■ Exercice 1:
Répondez aux questions suivantes à l'aide de l'extrait de la page consacré à l'acte 19 des gilets jaunes à Montpellier.
(a) Quels sont la date et l'heure indiquées au début du récit ?
(b) Sur quelle place les gilets jaunes se rassemblent-ils ?
(c) Combien de personnes s'étalent dans les rues, selon l'extrait ?

Gilets jaunes Acte 19 – Répression intense sur Montpellier

Gilets Jaunes Acte 19 – Répression intense sur Montpellier © La mule du pape

23 mars 2019, 14h15 – C’est la routine du samedi. A la suite d’un appel régional à se réunir à Montpellier, plusieurs milliers de gilets jaunes se rassemblent sur la place de la Comédie dans une bonne humeur très musicale. Les pancartes, banderoles, aux revendications hétéroclites sont nombreuses aujourd’hui, les chants et les ahou s’emmêlent dans le vent qui ne dissipe qu’à peine l’inhabituelle chaleur. Le ciel est d’un bleu sans nuages. La place n’est pas encore pleine que le cortège fluo se met précipitamment en route. Il faut une petite dizaine de minutes de marche vers la place Saint Denis pour se rendre compte de l’immensité de la foule. Plus de 5000 personnes s’étalent dans les rues.

■ Exercice 2:
Transcrivez les lignes des données fournies ci-dessous en un fichier CSV à deux colonnes, « consigne » et « réponse ». Chaque consigne forme une entrée avec sa réponse, chaque champ est placé entre guillemets, et les sauts de ligne sont remplacés par des espaces.

■ Données fournies:
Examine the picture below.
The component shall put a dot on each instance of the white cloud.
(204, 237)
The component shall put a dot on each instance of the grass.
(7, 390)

■ Corrigé complet 1:
(a) Le 23 mars 2019, à 14h15.
(b) Sur la place de la Comédie.
(c) Plus de 5000 personnes.

■ Corrigé complet 2:
consigne,réponse
"Examine the picture below. The component shall put a dot on each instance of the white cloud.","(204, 237)"
"The component shall put a dot on each instance of the grass.","(7, 390)"